──────── GIVEN PASSAGE ────────
Flow cytometry: brains. Representative bivariate plots show the relative numbers of CD4⁺ and CD8⁺ T-cells (A) and activated microglia (CD45^hiCD11b^hi) (B) in brains of untreated wt, untreated mut, AAV-mut, and AAV+BMT-mut groups. Quantitation of T-cells shows that there is a significant increase in CD4 and CD8 T-cells (C, D) in the AAV-mut group compared with the untreated wt. There is no increase in CD4 and CD8 T-cells in the untreated mut and AAV+BMT-mut groups compared with the untreated wt group (B–D). There appears to be an increase in CD4, CD8, and activated microglia (CD45^hiCD11b^hi) in the AAV-mut group compared with other groups. Quantitation of resting microglia (CD45^loCD11b^hi) (E) shows that there is a significant decrease in these cell numbers in the untreated mut and AAV+BMT-mut groups compared with the untreated wt group. Quantitation of activated microglia (F) shows that there is a significant increase in these cell numbers in the AAV-mut group compared with the untreated wt or AAV+BMT-mut group. There is no significant difference between the activated microglial numbers between untreated wt and AAV+BMT-mut groups. The horizontal bars represent means, and the error bars represent SEM. *p < 0.05, **p < 0.01.

Figure 9.

Chemokines and cytokines. There is a significant increase in KC (A) in the brains of the untreated mut animals compared with the untreated wt animals. The chemokine MCP-1 (B) is increased in the untreated mut group and is undetectable in the untreated wt group. In both the AAV-mut and AAV+BMT-mut groups, KC and MCP-1 levels are reduced similar to the untreated wt group. The BMT-mut group does not show a decrease in the above chemokines compared with the untreated mut group. The chemokine MIP-1β (C) is undetectable in the untreated mut group and is present in the AAV-mut and AAV+BMT-mut groups at levels comparable with the untreated wt group. The levels of MIP-1β in the BMT-mut group are similar to that of the untreated mut group. The cytokine TNF-α (D) is significantly decreased in the untreated mut group compared with the untreated wt group. In the AAV-mut and AAV+BMT-mut groups, the levels of TNF-α are similar to that of the untreated wt group. The levels of TNF-α in the BMT-mut group are similar to that of the untreated mut group. The cytokine IL-12(p40) (E) shows a trend similar to KC, with a significant increase in the untreated mut group compared with the untreated wt group. Levels of IL-12(p40) in the AAV-mut and AAV+BMT-mut groups are similar to the untreated wt group. The horizontal bars represent mean, and error bars represent SEM. *p < 0.05; **p < 0.01; ***p < 0.001; ns, not significant.

Figure 10.
──────── EXTRACTED INFORMATION ────────
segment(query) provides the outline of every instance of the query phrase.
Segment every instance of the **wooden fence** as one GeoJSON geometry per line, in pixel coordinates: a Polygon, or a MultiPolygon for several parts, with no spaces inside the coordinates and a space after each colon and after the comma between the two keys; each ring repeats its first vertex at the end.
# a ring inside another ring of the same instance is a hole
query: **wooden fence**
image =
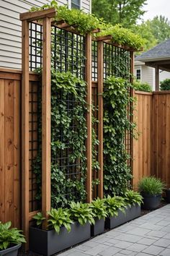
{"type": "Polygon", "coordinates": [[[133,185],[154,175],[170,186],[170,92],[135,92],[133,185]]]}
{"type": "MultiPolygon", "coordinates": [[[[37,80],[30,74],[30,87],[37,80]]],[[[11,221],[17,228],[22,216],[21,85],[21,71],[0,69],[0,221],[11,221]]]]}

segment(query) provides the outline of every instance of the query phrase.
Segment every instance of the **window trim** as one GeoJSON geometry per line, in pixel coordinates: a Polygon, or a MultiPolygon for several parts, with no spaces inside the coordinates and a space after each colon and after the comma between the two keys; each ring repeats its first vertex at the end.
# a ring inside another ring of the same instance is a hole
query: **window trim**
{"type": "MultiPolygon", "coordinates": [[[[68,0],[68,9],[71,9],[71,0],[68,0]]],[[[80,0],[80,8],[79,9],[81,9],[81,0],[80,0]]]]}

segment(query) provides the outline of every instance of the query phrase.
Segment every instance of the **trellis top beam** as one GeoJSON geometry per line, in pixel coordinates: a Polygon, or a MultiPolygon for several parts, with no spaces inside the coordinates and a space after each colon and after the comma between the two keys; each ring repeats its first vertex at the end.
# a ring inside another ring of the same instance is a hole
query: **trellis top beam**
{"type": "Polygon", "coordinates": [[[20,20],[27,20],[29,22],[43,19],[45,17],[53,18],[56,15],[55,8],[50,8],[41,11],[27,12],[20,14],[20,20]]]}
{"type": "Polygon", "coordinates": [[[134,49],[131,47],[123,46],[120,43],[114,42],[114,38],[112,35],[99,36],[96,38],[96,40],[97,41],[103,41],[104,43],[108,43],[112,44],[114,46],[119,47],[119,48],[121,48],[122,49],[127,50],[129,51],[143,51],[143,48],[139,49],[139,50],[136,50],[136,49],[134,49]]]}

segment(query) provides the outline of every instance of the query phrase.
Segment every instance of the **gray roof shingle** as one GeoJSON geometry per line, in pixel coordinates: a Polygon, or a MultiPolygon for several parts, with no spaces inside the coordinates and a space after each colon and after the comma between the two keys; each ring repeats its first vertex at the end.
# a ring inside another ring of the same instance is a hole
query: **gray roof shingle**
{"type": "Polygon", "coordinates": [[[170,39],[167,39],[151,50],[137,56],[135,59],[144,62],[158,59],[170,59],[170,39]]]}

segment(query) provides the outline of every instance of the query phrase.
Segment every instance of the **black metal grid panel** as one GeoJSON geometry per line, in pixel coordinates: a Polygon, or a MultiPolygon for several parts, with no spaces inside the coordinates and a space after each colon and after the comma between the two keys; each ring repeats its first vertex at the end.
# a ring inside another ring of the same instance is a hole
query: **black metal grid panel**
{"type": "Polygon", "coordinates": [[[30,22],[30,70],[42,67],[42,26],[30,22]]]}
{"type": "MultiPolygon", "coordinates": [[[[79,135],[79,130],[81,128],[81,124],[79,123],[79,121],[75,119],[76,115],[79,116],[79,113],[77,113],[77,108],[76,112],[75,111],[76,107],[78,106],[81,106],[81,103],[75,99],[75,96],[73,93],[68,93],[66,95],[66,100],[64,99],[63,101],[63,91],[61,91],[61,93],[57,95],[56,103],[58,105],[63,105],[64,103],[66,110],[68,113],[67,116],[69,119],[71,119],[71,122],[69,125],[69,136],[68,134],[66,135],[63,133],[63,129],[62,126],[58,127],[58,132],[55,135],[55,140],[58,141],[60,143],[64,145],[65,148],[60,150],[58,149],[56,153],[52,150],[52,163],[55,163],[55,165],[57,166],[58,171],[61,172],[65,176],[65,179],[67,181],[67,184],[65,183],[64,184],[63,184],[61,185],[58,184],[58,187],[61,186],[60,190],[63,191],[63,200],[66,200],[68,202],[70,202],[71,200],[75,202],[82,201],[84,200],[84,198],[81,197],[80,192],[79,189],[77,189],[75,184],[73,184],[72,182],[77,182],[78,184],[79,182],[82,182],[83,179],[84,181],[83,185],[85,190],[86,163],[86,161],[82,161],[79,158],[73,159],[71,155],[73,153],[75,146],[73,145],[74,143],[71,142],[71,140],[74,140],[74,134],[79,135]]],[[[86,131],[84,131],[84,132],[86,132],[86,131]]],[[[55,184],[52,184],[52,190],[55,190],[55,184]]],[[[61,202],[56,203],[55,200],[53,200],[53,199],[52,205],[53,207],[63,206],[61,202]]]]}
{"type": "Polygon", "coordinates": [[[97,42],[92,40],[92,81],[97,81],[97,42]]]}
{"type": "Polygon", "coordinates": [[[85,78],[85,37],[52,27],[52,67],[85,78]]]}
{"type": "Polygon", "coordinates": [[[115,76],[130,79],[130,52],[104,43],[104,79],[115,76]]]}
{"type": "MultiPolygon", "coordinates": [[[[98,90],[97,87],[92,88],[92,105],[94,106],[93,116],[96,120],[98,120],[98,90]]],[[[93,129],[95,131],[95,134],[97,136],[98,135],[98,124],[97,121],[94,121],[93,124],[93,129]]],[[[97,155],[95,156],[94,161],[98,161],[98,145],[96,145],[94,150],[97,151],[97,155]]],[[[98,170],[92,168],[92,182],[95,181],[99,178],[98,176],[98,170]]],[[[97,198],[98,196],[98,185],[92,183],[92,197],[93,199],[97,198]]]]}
────────
#### YOUR GOAL:
According to the given passage, which groups show a significant decrease in resting microglia (CD45^loCD11b^hi) compared with the untreated wt group?

#### ANSWER TO THE PROBLEM:
The untreated mut and AAV+BMT-mut groups.